» **Directive**
Gather every line of the listing below that contains the word "sidewalk" and copy each one in full.

** start **

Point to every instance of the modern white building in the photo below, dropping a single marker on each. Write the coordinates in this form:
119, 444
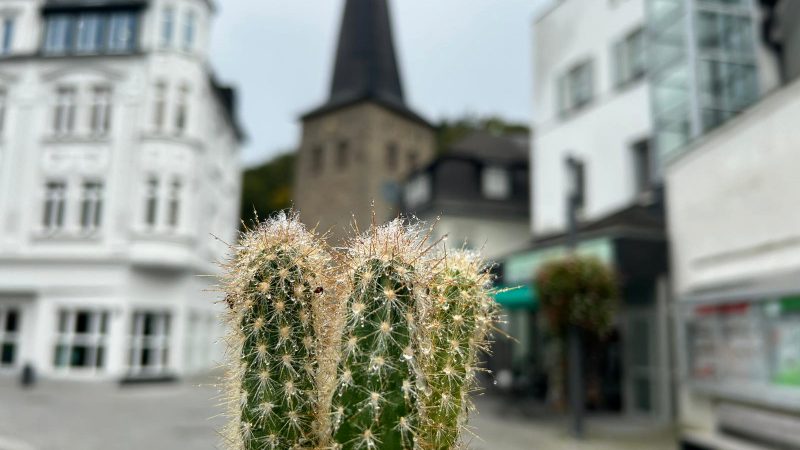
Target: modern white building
735, 232
118, 162
620, 86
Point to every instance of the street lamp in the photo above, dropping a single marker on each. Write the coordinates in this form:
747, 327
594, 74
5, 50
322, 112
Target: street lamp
575, 199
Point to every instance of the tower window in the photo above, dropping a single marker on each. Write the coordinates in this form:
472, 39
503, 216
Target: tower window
342, 155
316, 159
392, 157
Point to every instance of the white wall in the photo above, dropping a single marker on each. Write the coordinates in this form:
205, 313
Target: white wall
733, 198
600, 134
125, 266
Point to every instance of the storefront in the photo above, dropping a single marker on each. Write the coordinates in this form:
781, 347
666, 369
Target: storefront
627, 371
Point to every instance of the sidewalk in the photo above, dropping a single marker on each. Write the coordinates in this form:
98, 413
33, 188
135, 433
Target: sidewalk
185, 416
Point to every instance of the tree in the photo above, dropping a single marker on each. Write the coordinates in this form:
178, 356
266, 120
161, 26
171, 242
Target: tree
268, 188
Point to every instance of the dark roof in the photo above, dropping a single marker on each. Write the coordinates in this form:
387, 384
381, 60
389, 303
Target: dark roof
485, 146
366, 66
55, 5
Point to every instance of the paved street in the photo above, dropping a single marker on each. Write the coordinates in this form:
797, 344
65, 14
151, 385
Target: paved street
89, 416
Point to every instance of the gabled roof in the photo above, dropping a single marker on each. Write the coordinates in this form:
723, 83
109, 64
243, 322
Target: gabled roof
484, 146
366, 66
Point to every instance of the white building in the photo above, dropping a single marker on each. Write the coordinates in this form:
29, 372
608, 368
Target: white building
619, 86
735, 232
118, 161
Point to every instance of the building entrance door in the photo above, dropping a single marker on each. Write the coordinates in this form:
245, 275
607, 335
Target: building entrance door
641, 359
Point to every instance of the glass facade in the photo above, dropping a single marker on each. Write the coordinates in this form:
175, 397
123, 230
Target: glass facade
703, 66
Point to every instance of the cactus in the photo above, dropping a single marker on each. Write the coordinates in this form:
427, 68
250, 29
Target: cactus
275, 278
375, 351
457, 322
375, 405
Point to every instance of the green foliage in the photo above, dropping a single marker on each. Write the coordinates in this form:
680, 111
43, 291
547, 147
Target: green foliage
267, 189
578, 290
448, 132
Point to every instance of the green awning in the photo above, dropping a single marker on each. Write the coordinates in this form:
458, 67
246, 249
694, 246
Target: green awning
516, 297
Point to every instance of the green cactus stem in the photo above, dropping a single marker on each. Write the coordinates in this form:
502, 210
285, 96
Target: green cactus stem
375, 404
274, 280
460, 312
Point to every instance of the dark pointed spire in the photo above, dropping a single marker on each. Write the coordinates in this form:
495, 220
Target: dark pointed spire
366, 66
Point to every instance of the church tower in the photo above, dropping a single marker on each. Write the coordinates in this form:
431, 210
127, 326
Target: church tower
360, 144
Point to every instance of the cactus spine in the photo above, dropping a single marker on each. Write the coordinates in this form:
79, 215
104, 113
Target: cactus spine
274, 279
375, 404
457, 323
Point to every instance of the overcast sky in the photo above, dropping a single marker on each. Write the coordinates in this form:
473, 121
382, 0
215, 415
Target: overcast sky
456, 57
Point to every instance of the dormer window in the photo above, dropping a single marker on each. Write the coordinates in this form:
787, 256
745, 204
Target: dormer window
91, 32
495, 183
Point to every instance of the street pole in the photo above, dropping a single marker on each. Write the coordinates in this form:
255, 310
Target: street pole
574, 347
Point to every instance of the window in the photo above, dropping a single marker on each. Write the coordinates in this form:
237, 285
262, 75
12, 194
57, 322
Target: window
167, 26
100, 119
121, 32
58, 35
81, 339
392, 156
149, 342
575, 88
160, 106
316, 159
64, 114
189, 30
629, 58
151, 202
174, 212
9, 336
3, 109
55, 198
8, 35
642, 166
413, 161
90, 33
342, 155
495, 183
91, 206
418, 190
182, 111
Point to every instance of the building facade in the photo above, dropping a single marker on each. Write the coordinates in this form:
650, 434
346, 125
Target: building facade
736, 266
118, 162
359, 145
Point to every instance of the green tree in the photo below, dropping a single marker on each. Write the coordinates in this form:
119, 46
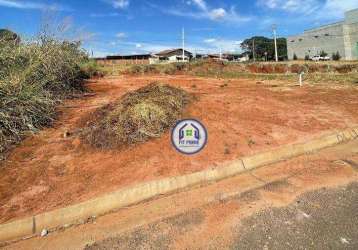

** end **

» **Solution to this task**
Point to every instance of the sidewalk in the photo above, dropping a single marker on each. Write the coordinates in this form:
Target: sidewalk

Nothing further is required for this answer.